▶ **Aim of the task**
Reproduce verbatim everything in the listing below, from the line containing "point: brown hair" down to the final line of the listing.

▶ **Exercise input**

══════════

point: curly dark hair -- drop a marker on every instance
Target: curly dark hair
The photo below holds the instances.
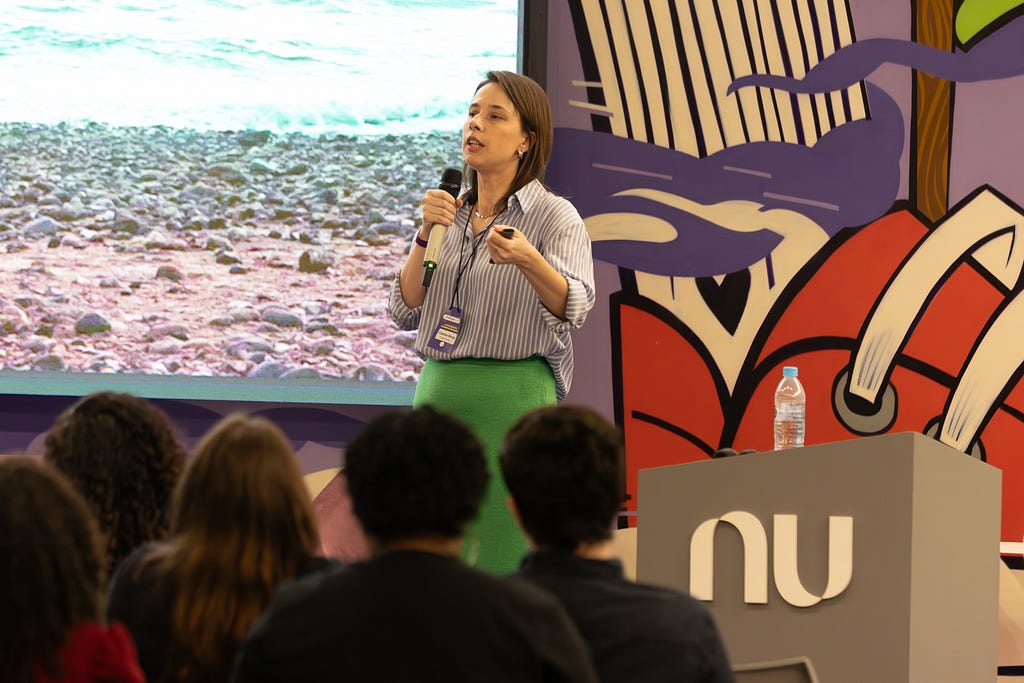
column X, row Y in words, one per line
column 564, row 467
column 51, row 566
column 122, row 454
column 415, row 474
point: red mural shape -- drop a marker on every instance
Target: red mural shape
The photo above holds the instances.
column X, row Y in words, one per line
column 814, row 326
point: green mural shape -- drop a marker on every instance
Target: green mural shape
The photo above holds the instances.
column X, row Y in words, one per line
column 974, row 15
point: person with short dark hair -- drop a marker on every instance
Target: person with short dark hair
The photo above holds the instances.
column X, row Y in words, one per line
column 414, row 611
column 52, row 569
column 122, row 454
column 242, row 523
column 564, row 467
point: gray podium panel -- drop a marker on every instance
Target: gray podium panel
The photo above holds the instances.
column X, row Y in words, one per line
column 875, row 559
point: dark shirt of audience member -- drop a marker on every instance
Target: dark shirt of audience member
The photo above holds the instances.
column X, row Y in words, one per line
column 564, row 467
column 122, row 454
column 242, row 522
column 52, row 577
column 414, row 610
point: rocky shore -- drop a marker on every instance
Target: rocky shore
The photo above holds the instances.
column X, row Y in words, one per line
column 220, row 254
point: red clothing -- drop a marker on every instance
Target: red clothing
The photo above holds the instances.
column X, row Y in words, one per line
column 97, row 654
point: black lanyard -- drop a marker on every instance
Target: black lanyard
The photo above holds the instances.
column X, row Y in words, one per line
column 477, row 239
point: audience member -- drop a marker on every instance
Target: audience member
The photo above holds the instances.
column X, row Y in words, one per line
column 563, row 467
column 242, row 522
column 414, row 611
column 122, row 454
column 51, row 569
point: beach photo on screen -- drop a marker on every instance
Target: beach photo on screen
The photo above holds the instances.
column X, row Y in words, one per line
column 209, row 198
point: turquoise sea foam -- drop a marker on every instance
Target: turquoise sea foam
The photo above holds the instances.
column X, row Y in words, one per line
column 311, row 66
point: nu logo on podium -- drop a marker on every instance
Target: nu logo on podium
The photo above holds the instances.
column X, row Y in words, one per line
column 784, row 554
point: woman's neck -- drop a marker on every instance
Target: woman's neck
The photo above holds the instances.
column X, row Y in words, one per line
column 491, row 193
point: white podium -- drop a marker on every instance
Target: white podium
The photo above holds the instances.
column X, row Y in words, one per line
column 875, row 559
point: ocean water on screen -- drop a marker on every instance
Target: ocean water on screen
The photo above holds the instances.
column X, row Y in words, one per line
column 353, row 67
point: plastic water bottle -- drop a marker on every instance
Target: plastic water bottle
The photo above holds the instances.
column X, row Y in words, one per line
column 791, row 411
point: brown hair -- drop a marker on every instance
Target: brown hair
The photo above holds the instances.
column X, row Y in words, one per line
column 51, row 566
column 530, row 102
column 242, row 521
column 121, row 453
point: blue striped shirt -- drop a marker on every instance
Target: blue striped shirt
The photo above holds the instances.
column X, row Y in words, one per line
column 502, row 315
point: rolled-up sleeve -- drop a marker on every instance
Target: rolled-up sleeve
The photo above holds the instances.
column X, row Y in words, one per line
column 402, row 315
column 569, row 252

══════════

▶ **Result of this exercise**
point: brown hair -- drop a marker on every instance
Target: brown hair
The photo above holds the instances.
column X, row Y in words, one per line
column 51, row 566
column 530, row 102
column 242, row 521
column 121, row 453
point: blue striped shirt -- drop a marker on every instance
Target: blue striped shirt
The photo above holds the instances.
column X, row Y in words, one per line
column 502, row 315
point: rolled-up sleeve -- drop a marker on every instance
Target: rolled-up sleeve
The photo above holds the instances.
column X, row Y in words, one per line
column 402, row 315
column 569, row 252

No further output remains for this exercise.